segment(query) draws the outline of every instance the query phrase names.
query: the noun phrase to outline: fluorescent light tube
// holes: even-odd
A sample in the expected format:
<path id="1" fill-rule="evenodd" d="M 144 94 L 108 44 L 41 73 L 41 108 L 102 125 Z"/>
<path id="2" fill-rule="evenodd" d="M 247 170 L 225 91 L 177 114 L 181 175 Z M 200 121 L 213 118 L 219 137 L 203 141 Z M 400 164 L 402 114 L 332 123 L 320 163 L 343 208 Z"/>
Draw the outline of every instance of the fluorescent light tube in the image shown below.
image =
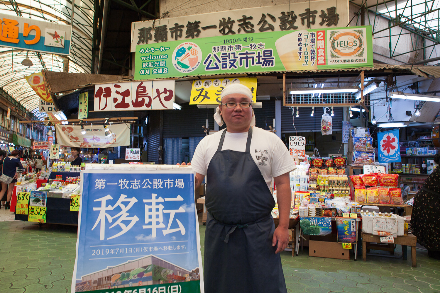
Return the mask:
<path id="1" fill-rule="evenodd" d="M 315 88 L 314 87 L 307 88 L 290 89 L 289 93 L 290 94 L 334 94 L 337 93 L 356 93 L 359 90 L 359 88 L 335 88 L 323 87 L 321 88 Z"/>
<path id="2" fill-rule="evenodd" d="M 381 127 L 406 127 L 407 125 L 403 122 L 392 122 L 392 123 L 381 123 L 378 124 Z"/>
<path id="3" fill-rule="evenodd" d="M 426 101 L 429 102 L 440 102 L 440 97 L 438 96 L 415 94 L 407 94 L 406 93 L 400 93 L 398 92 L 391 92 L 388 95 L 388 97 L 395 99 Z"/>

■ ■ ■ ■ ■

_What the task asks_. Can you copy the data above line for line, character for character, leaving the pictures out?

_Answer to this problem_.
segment(query) draws the outline of every instance the query phrase names.
query: the noun phrase to outline: fluorescent light tube
// holes: even-odd
A sample in the expected format:
<path id="1" fill-rule="evenodd" d="M 144 94 L 108 44 L 41 73 L 41 108 L 102 125 Z"/>
<path id="2" fill-rule="evenodd" d="M 247 170 L 225 91 L 177 114 L 181 175 Z M 200 121 L 213 118 L 219 137 L 203 141 Z M 400 164 L 402 114 L 332 123 L 320 163 L 343 208 Z"/>
Draw the outline of every instance of the fluorescent light tube in the image shown below.
image =
Return the mask:
<path id="1" fill-rule="evenodd" d="M 315 88 L 314 87 L 307 88 L 290 89 L 289 93 L 290 94 L 334 94 L 337 93 L 356 93 L 359 90 L 359 88 L 335 88 L 323 87 L 321 88 Z"/>
<path id="2" fill-rule="evenodd" d="M 381 127 L 406 127 L 407 125 L 403 122 L 392 122 L 392 123 L 381 123 L 378 124 Z"/>
<path id="3" fill-rule="evenodd" d="M 426 101 L 429 102 L 440 102 L 440 97 L 438 96 L 415 94 L 407 94 L 406 93 L 400 93 L 398 92 L 391 92 L 388 95 L 388 97 L 395 99 Z"/>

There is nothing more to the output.